*** Opening of THE RECORDS ***

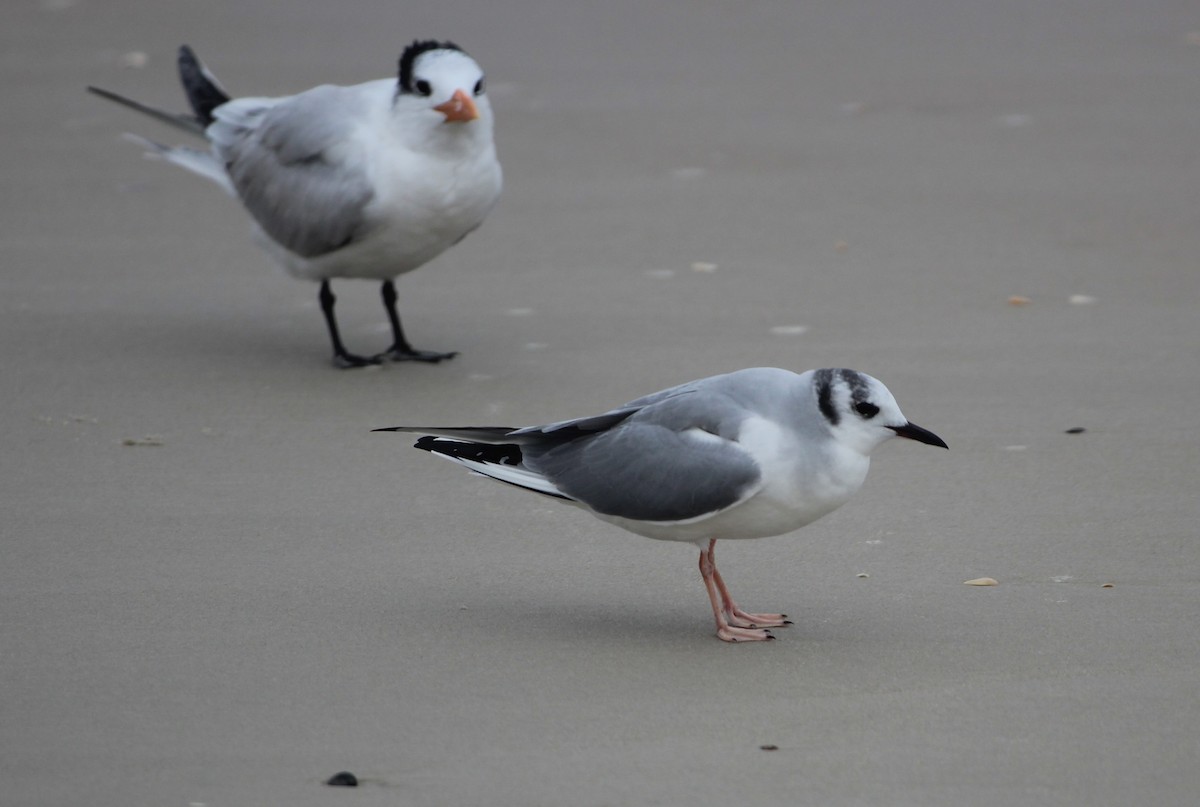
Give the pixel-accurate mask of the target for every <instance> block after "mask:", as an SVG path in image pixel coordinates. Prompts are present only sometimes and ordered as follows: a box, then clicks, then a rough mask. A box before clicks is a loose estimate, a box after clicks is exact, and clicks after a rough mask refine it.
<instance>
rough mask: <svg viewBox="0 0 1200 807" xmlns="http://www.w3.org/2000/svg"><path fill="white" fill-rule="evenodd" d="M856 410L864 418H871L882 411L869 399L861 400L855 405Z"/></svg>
mask: <svg viewBox="0 0 1200 807" xmlns="http://www.w3.org/2000/svg"><path fill="white" fill-rule="evenodd" d="M854 411H856V412H858V413H859V414H860V416H863V419H864V420H870V419H871V418H874V417H875V416H876V414H878V413H880V407H877V406H875V405H874V404H871V402H869V401H859V402H858V404H856V405H854Z"/></svg>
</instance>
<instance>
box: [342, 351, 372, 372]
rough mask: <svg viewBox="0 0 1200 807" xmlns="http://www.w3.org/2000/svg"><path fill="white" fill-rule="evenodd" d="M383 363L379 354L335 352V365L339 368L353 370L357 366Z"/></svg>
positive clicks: (363, 365)
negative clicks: (377, 354) (361, 353)
mask: <svg viewBox="0 0 1200 807" xmlns="http://www.w3.org/2000/svg"><path fill="white" fill-rule="evenodd" d="M376 364H382V359H380V358H379V357H378V355H354V354H353V353H335V354H334V366H335V367H337V369H338V370H353V369H355V367H370V366H372V365H376Z"/></svg>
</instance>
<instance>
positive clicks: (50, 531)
mask: <svg viewBox="0 0 1200 807" xmlns="http://www.w3.org/2000/svg"><path fill="white" fill-rule="evenodd" d="M8 6H10V7H7V8H6V11H5V24H4V26H2V32H0V40H2V42H4V49H2V58H0V65H2V73H0V88H2V90H0V91H2V96H4V109H5V113H4V116H2V119H0V133H2V142H4V145H5V148H4V156H2V162H0V166H2V168H0V171H2V174H0V175H2V183H4V192H2V195H0V205H2V208H0V261H2V288H4V294H2V297H0V306H2V318H0V339H2V345H4V349H2V353H0V361H2V373H4V385H2V399H0V406H2V408H0V413H2V414H4V422H5V429H4V434H2V437H0V452H2V455H4V458H5V461H4V471H2V474H0V491H2V502H4V519H2V530H4V533H2V539H0V551H2V562H0V614H2V616H0V805H4V806H5V807H18V806H19V807H25V806H29V807H34V806H36V807H47V806H64V807H67V806H83V805H86V806H88V807H108V806H112V807H131V806H133V807H140V806H143V805H144V806H148V807H149V806H179V807H188V806H198V805H211V806H214V807H215V806H227V805H228V806H234V807H244V806H257V805H288V806H308V805H313V806H328V805H334V806H337V805H355V806H364V805H414V806H427V805H451V806H461V807H472V806H476V805H478V806H492V807H504V806H512V807H538V806H546V807H551V806H559V805H563V806H568V805H569V806H582V807H592V806H595V807H601V806H614V805H629V806H643V805H664V806H672V805H689V806H691V807H697V806H698V807H703V806H708V805H721V806H731V805H739V806H758V805H802V806H809V805H812V806H820V807H824V806H841V805H872V806H881V805H882V806H893V805H894V806H913V807H918V806H919V807H930V806H942V805H946V806H950V805H954V806H961V805H972V806H974V805H980V806H992V805H995V806H1000V805H1004V806H1012V805H1080V806H1082V805H1087V806H1092V807H1094V806H1097V805H1099V806H1108V805H1111V806H1121V805H1180V806H1182V805H1193V803H1195V800H1196V793H1198V791H1200V671H1198V670H1200V536H1198V531H1200V527H1198V525H1200V484H1198V479H1196V470H1198V465H1200V462H1198V458H1200V431H1198V430H1196V428H1195V422H1196V414H1195V402H1196V397H1198V391H1200V349H1198V348H1200V6H1198V5H1196V4H1195V2H1194V1H1190V0H1163V1H1156V0H1102V1H1098V2H1040V1H1034V0H1025V1H1015V2H994V1H989V0H912V1H900V2H894V1H890V0H860V1H856V0H851V1H847V2H824V4H800V2H790V1H785V0H768V1H764V2H749V4H740V2H707V1H706V2H694V1H685V0H676V1H672V2H658V4H647V2H635V1H632V0H608V1H606V2H590V4H569V2H550V1H546V0H542V1H540V2H539V1H536V0H520V1H512V2H482V1H481V0H476V2H455V1H452V0H439V1H438V2H425V4H415V2H404V4H400V2H388V1H384V0H366V1H358V0H347V1H344V2H319V1H318V0H304V1H298V2H265V1H254V2H246V1H241V0H239V1H238V2H234V1H232V0H209V1H206V2H188V4H182V2H175V4H172V2H162V4H150V2H132V1H130V0H106V1H104V2H100V0H76V1H71V0H22V1H20V2H11V4H8ZM414 37H422V38H425V37H449V38H454V40H456V41H457V42H458V43H460V44H462V46H463V47H466V48H467V49H468V50H469V52H472V54H473V55H475V56H476V58H478V59H479V61H480V62H481V64H482V65H484V67H485V68H486V70H487V71H488V74H490V82H491V91H492V98H493V104H494V107H496V110H497V116H498V130H497V133H498V144H499V149H500V157H502V160H503V162H504V167H505V172H506V187H505V195H504V197H503V198H502V201H500V204H499V207H498V208H497V209H496V211H494V213H493V214H492V216H491V217H490V219H488V220H487V222H486V223H485V225H484V227H482V228H481V229H480V231H479V232H478V233H475V234H473V235H472V237H470V238H468V239H467V240H466V241H463V243H462V244H461V245H458V246H457V247H455V249H454V250H451V251H450V252H448V253H446V255H444V256H443V257H440V258H438V259H437V261H436V262H434V263H432V264H430V265H427V267H425V268H424V269H421V270H419V271H418V273H415V274H413V275H408V276H406V277H403V279H402V280H401V281H400V282H398V291H400V294H401V311H402V313H403V315H404V322H406V325H407V328H408V329H409V335H410V336H412V339H413V342H414V343H415V345H416V346H418V347H427V348H438V349H460V351H461V352H462V354H461V355H460V357H458V358H456V359H455V360H454V361H451V363H448V364H443V365H440V366H424V365H422V366H412V365H392V366H388V367H383V369H379V370H368V371H356V372H340V371H336V370H334V369H332V367H331V366H330V365H329V363H328V345H326V337H325V333H324V327H323V324H322V321H320V315H319V311H318V310H317V305H316V287H314V286H312V285H308V283H304V282H298V281H294V280H290V279H287V277H284V276H283V275H282V273H280V271H278V270H277V269H276V268H275V267H274V265H272V264H271V262H270V259H269V258H268V257H266V255H265V253H263V252H260V251H259V250H258V249H257V247H256V246H254V245H253V243H252V241H251V239H250V238H248V227H247V225H246V220H245V217H244V215H242V213H241V211H240V209H239V208H238V205H236V204H234V203H232V202H230V201H229V199H227V198H223V197H222V193H221V192H220V191H218V190H216V189H215V187H212V186H209V185H208V184H205V183H204V181H202V180H199V179H196V178H192V177H188V175H186V174H185V173H182V172H180V171H178V169H175V168H173V167H170V166H164V165H160V163H155V162H151V161H145V160H143V159H142V157H140V156H139V151H138V149H137V148H136V147H133V145H131V144H128V143H124V142H121V141H120V138H119V136H120V133H121V132H124V131H136V132H142V133H144V134H148V136H152V137H160V138H168V139H174V138H175V136H174V133H172V132H168V131H167V130H163V128H162V127H161V126H157V125H156V124H154V122H151V121H144V120H140V119H139V118H138V116H136V115H134V114H132V113H128V112H126V110H122V109H119V108H116V107H114V106H112V104H106V103H103V102H102V101H100V100H96V98H92V97H89V96H86V95H85V94H84V92H83V86H84V85H85V84H89V83H94V84H100V85H102V86H107V88H110V89H114V90H118V91H121V92H127V94H130V95H132V96H134V97H138V98H142V100H144V101H148V102H151V103H158V104H163V106H168V107H172V108H182V97H181V94H180V91H179V88H178V83H176V79H175V76H174V65H173V60H174V52H175V48H176V47H178V46H179V44H180V43H182V42H187V43H190V44H192V46H194V47H196V49H197V50H198V53H199V54H200V56H202V58H203V59H204V60H205V61H206V62H208V64H209V65H210V66H211V67H212V68H214V70H215V72H216V73H217V74H218V76H220V77H221V79H222V80H223V82H224V84H226V85H227V86H228V88H229V89H230V90H232V91H234V92H235V94H241V95H270V94H287V92H293V91H298V90H301V89H305V88H308V86H311V85H314V84H318V83H323V82H334V83H353V82H358V80H365V79H368V78H378V77H383V76H386V74H390V73H391V72H392V68H394V64H395V59H396V56H397V55H398V53H400V50H401V48H402V47H403V46H404V44H406V43H407V42H409V41H412V40H413V38H414ZM136 53H144V54H145V64H144V66H140V67H131V66H126V62H128V61H132V62H134V64H138V61H139V58H138V56H136V55H134V56H130V55H128V54H136ZM335 289H336V291H337V292H338V294H340V295H341V307H340V310H341V315H342V323H343V329H344V334H346V337H347V342H348V343H349V347H350V348H352V349H360V351H364V352H370V351H372V349H382V348H383V347H384V343H385V341H386V333H385V331H384V329H383V325H384V318H383V310H382V307H380V306H379V304H378V291H377V286H376V285H374V283H354V282H342V283H340V285H336V286H335ZM1014 295H1020V297H1024V298H1027V299H1028V300H1030V301H1028V304H1027V305H1013V304H1010V303H1009V298H1012V297H1014ZM1080 295H1081V297H1080ZM754 365H775V366H784V367H790V369H793V370H805V369H809V367H817V366H830V365H832V366H850V367H854V369H858V370H862V371H864V372H870V373H871V375H875V376H877V377H880V378H882V379H883V381H884V382H886V383H887V384H888V385H889V387H890V389H892V390H893V391H894V393H895V395H896V397H898V400H899V401H900V404H901V406H902V407H904V408H905V412H906V414H907V416H908V417H910V418H912V419H913V420H914V422H917V423H919V424H922V425H923V426H926V428H929V429H931V430H934V431H936V432H937V434H940V435H941V436H943V437H944V438H946V440H947V441H948V442H949V444H950V452H948V453H947V452H938V450H932V449H929V448H926V447H922V446H916V444H912V443H904V442H900V441H898V442H895V443H892V444H889V446H887V447H884V448H883V449H881V450H880V452H878V453H877V455H876V462H875V467H874V470H872V472H871V477H870V479H869V480H868V484H866V486H865V488H864V490H863V491H862V494H860V495H859V496H858V497H857V498H856V500H854V501H853V502H851V503H850V504H848V506H847V507H845V508H844V509H841V510H839V512H838V513H835V514H833V515H832V516H828V518H827V519H824V520H822V521H820V522H817V524H815V525H812V526H810V527H808V528H805V530H803V531H800V532H798V533H796V534H792V536H785V537H779V538H772V539H766V540H758V542H748V543H742V544H732V543H726V544H725V545H722V548H721V549H720V554H721V561H722V564H721V568H722V570H724V572H725V574H726V578H727V579H728V580H730V582H731V586H732V587H733V591H734V593H737V594H738V597H739V599H740V600H743V604H744V605H746V606H749V608H757V609H766V610H770V609H781V610H785V611H787V612H790V614H791V615H792V617H793V618H794V620H796V624H794V626H793V627H792V628H790V629H786V630H779V632H778V635H779V636H780V638H779V640H778V641H775V642H772V644H767V645H761V646H728V645H725V644H722V642H720V641H718V640H716V639H714V638H713V635H712V632H713V626H712V618H710V614H709V610H708V603H707V599H706V597H704V592H703V586H702V585H701V581H700V576H698V573H697V572H696V552H695V551H694V550H691V548H689V546H680V545H672V544H661V543H655V542H649V540H646V539H642V538H638V537H636V536H632V534H628V533H624V532H620V531H619V530H616V528H613V527H610V526H606V525H604V524H601V522H599V521H596V520H593V519H590V518H588V516H586V515H584V514H581V513H578V512H576V510H574V509H571V508H569V507H560V506H556V503H553V502H551V501H542V500H539V498H536V497H533V496H529V495H527V494H522V492H520V491H514V490H511V489H508V488H504V486H502V485H497V484H494V483H490V482H486V480H482V479H479V478H473V477H470V476H468V474H466V473H463V472H462V471H461V470H460V468H456V467H454V466H451V465H450V464H446V462H438V461H436V460H433V459H431V458H430V456H428V455H426V454H424V453H421V452H418V450H415V449H412V448H409V440H408V438H407V437H403V436H396V435H377V434H371V432H370V429H372V428H376V426H389V425H397V424H413V423H415V424H455V425H458V424H511V425H524V424H533V423H541V422H546V420H550V419H558V418H566V417H574V416H582V414H589V413H593V412H598V411H601V410H604V408H607V407H610V406H612V405H617V404H620V402H623V401H626V400H629V399H631V397H635V396H637V395H641V394H643V393H648V391H652V390H655V389H659V388H662V387H666V385H668V384H673V383H678V382H682V381H686V379H689V378H695V377H700V376H707V375H712V373H716V372H722V371H727V370H732V369H737V367H743V366H754ZM1073 426H1082V428H1085V429H1086V431H1085V432H1084V434H1076V435H1069V434H1064V431H1066V430H1067V429H1070V428H1073ZM127 441H128V442H133V443H156V444H132V446H130V444H126V442H127ZM862 575H869V576H862ZM982 576H990V578H995V579H996V580H998V581H1000V585H998V586H995V587H972V586H965V585H962V581H965V580H968V579H973V578H982ZM1105 584H1112V585H1111V587H1105ZM763 746H774V747H778V749H775V751H764V749H762V747H763ZM341 770H349V771H353V772H355V773H356V775H358V776H360V777H361V778H362V779H364V782H362V787H360V788H359V789H358V790H346V789H332V788H328V787H325V785H324V784H323V781H324V779H325V778H328V777H329V776H331V775H332V773H335V772H337V771H341Z"/></svg>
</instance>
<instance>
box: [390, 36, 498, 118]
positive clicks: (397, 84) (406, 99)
mask: <svg viewBox="0 0 1200 807" xmlns="http://www.w3.org/2000/svg"><path fill="white" fill-rule="evenodd" d="M395 103H396V108H397V110H400V109H402V110H403V112H404V113H408V114H414V115H420V116H421V118H424V119H425V120H426V122H428V124H430V125H431V126H434V125H440V124H449V125H451V126H452V127H455V128H457V126H466V127H469V128H478V127H481V128H485V130H487V132H488V133H490V132H491V125H492V108H491V104H488V102H487V86H486V80H485V79H484V71H482V70H481V68H480V66H479V65H478V64H475V60H474V59H472V58H470V56H468V55H467V54H466V53H464V52H463V50H462V48H460V47H458V46H456V44H455V43H454V42H434V41H432V40H430V41H426V42H413V43H412V44H410V46H408V47H407V48H404V53H403V54H401V56H400V77H398V80H397V83H396V101H395Z"/></svg>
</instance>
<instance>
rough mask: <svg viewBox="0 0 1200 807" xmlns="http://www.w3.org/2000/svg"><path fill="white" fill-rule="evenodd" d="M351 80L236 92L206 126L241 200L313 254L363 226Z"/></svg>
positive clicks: (346, 243)
mask: <svg viewBox="0 0 1200 807" xmlns="http://www.w3.org/2000/svg"><path fill="white" fill-rule="evenodd" d="M355 89H356V88H337V86H318V88H314V89H312V90H308V91H306V92H301V94H300V95H296V96H292V97H289V98H283V100H276V98H239V100H236V101H232V102H229V103H227V104H223V106H221V107H218V108H217V109H216V112H215V115H216V119H217V120H216V122H214V124H212V126H210V127H209V130H208V136H209V138H210V139H211V141H212V144H214V148H215V150H216V153H217V156H218V157H220V159H221V160H222V162H223V163H224V165H226V169H227V171H228V172H229V178H230V179H232V180H233V184H234V187H235V189H236V190H238V196H239V197H240V198H241V202H242V204H244V205H245V207H246V209H247V210H248V211H250V214H251V215H252V216H253V217H254V221H257V222H258V225H259V227H262V228H263V231H264V232H265V233H266V234H268V235H270V237H271V238H272V239H274V240H276V241H277V243H280V244H281V245H283V246H284V247H287V249H288V250H290V251H292V252H295V253H296V255H299V256H301V257H305V258H312V257H317V256H319V255H324V253H326V252H332V251H334V250H338V249H341V247H343V246H346V245H347V244H348V243H350V241H352V240H354V238H355V237H356V235H359V234H360V233H361V232H362V231H364V229H365V228H366V226H367V223H366V222H365V220H364V208H365V207H366V204H367V203H368V202H370V201H371V198H372V196H373V190H372V187H371V180H370V177H367V174H366V171H365V163H364V161H362V160H361V159H360V157H359V155H358V153H356V149H355V145H354V143H353V142H352V139H350V137H352V133H353V130H354V121H355V119H356V118H358V115H360V114H361V106H362V103H364V100H362V96H361V95H360V94H358V92H355Z"/></svg>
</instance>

*** Close of THE RECORDS ***

**ABOUT THIS TASK:** Copy the records from their beginning through the line holding "positive clicks: (50, 531)", inclusive, replacing "negative clicks" with "negative points" and keeping everything else the same. Omit the pictures.

**EXERCISE ANSWER:**
Give the pixel-accurate mask of the target for every <instance> block after "mask:", as an SVG path in image pixel coordinates. Prompts are present only sometimes and ordered as follows: a box, then clicks, then a rough mask. A box before clicks is a loose estimate, a box after clicks is exact, and clicks after a rough mask refine it.
<instance>
rough mask: <svg viewBox="0 0 1200 807" xmlns="http://www.w3.org/2000/svg"><path fill="white" fill-rule="evenodd" d="M856 410L864 418H871L882 411L869 399L861 400L855 405Z"/></svg>
mask: <svg viewBox="0 0 1200 807" xmlns="http://www.w3.org/2000/svg"><path fill="white" fill-rule="evenodd" d="M854 411H856V412H858V413H859V414H860V416H863V419H864V420H870V419H871V418H874V417H875V416H876V414H878V413H880V407H877V406H875V405H874V404H871V402H869V401H859V402H858V404H856V405H854Z"/></svg>
</instance>
<instance>
box: [342, 351, 372, 372]
rough mask: <svg viewBox="0 0 1200 807" xmlns="http://www.w3.org/2000/svg"><path fill="white" fill-rule="evenodd" d="M383 363L379 354L335 352V365L339 368L353 370L357 366Z"/></svg>
positive clicks: (363, 365)
negative points: (377, 354) (361, 353)
mask: <svg viewBox="0 0 1200 807" xmlns="http://www.w3.org/2000/svg"><path fill="white" fill-rule="evenodd" d="M376 364H382V359H380V358H379V357H378V355H354V354H353V353H335V354H334V366H335V367H337V369H338V370H353V369H355V367H370V366H372V365H376Z"/></svg>
</instance>
<instance>
positive clicks: (50, 531)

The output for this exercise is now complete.